__What the task asks__
Please rewrite the entries below with "heavily occluded" changed to "partly hidden" wherever it occurs, keeping everything else the same.

━━ Records for the task ━━

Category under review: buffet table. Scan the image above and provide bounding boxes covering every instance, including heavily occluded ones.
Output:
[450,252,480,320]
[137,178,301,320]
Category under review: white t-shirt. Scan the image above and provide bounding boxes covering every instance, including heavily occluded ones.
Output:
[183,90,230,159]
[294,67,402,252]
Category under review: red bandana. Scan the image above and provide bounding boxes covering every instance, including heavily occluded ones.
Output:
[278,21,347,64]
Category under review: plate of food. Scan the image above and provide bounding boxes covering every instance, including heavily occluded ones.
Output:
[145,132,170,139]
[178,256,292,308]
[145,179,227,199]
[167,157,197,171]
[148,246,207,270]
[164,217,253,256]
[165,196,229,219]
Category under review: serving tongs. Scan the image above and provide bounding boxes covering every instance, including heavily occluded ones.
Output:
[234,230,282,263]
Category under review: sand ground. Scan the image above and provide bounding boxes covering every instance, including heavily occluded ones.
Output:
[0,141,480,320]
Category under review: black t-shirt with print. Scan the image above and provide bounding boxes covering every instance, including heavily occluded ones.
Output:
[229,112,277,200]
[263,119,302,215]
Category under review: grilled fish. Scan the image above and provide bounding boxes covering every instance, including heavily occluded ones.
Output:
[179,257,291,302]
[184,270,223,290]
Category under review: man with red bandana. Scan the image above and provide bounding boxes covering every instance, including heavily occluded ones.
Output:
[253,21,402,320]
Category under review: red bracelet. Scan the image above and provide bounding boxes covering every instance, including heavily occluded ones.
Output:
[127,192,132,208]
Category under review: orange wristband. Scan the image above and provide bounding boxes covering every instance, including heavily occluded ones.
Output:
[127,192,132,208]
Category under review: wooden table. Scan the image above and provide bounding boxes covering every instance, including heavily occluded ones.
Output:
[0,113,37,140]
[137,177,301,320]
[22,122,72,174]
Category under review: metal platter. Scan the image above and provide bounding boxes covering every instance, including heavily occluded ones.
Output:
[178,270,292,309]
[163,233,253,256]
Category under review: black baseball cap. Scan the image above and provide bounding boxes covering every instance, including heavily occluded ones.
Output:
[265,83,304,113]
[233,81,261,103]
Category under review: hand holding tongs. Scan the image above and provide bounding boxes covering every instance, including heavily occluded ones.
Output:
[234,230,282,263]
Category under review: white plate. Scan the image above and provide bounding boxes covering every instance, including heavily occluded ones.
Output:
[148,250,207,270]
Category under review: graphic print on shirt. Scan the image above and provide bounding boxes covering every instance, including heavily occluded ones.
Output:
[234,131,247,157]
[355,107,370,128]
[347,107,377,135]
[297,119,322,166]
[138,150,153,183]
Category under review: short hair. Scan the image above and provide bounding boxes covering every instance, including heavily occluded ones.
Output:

━━━

__Correct answer__
Category under review: buffet table. Scan the image above and provide bounding boxes covering every instance, including partly hidden ones.
Output:
[450,252,480,320]
[137,178,301,320]
Category under review: white t-shirt. Scan the image above and provide bounding boxes covering every instance, including partly hidden ones.
Output:
[183,90,230,159]
[294,67,402,252]
Category under review: red bandana. Scan the image above and provide bounding boxes covering every instance, including partly hidden ones.
Output:
[278,21,347,64]
Category under review: plate of food. Scan the image above and provide bounding boxes covering every instance, including partly hidden ones.
Output:
[145,132,170,139]
[178,256,292,308]
[145,179,227,199]
[167,157,197,171]
[148,246,207,270]
[164,217,253,256]
[165,196,229,219]
Category under review: serving tongs. Scan the image above and provide bounding boxes covering every instance, including partly hidden ones.
Output:
[234,230,282,263]
Category under review: sand ground. Scan the image above and provide bounding boxes covering every instance, including partly hidden ones.
Output:
[0,141,480,320]
Category under review: black t-shirt with print. Scan the image above and provide bounding boxes covering every instance, including partly hidden ones.
Output:
[229,112,277,200]
[263,119,302,215]
Category under review: grilled fish. Scan the image above and provide bounding boxes covering every instance, including partly hidden ones.
Output:
[179,257,291,302]
[184,270,223,290]
Category under review: man with red bandana. Scan the image above and provide bounding boxes covering every instance, including partly hidden ones.
Output:
[253,21,402,320]
Category under review: red bracelet. Scan the image above and provide bounding boxes covering every instance, including partly hidden ones.
Output:
[127,192,132,208]
Category under review: orange wristband. Scan the image above and provide bounding boxes covering every instance, including partly hidden ones.
Output:
[127,192,132,208]
Category under review: wooden table. Scan the image above and provide bounding boxes covering every instance, including partly hidden ones.
Output:
[0,113,37,140]
[137,177,301,320]
[22,122,72,174]
Category under review: metal platter. Scan the image above and provide bounding boxes covering every instance, including partly hidden ones.
Output:
[178,270,292,309]
[163,233,253,256]
Category under review: black baseball cap. Scan the image above and provide bounding boxes covering every instance, including partly hidden ones.
Output:
[265,83,304,113]
[233,81,261,103]
Category under review: hand holding tongs. Scan the image above and provide bounding boxes covering every instance, including partly hidden ones.
Output:
[234,230,282,263]
Category under review: white plate. Scan the image above and provide bounding boxes covering every instance, including partly hidden ones.
Output:
[148,250,207,270]
Category under review: graphic print on shirt. Scan the image above and provide bounding boxes covering every instance, including partly hidden ones.
Output:
[234,131,247,157]
[355,107,370,128]
[347,107,377,135]
[297,119,322,166]
[138,150,153,183]
Category under review: short hair. Scan the image above and provide bounding boxes covering every instance, including partly hidden ones.
Output:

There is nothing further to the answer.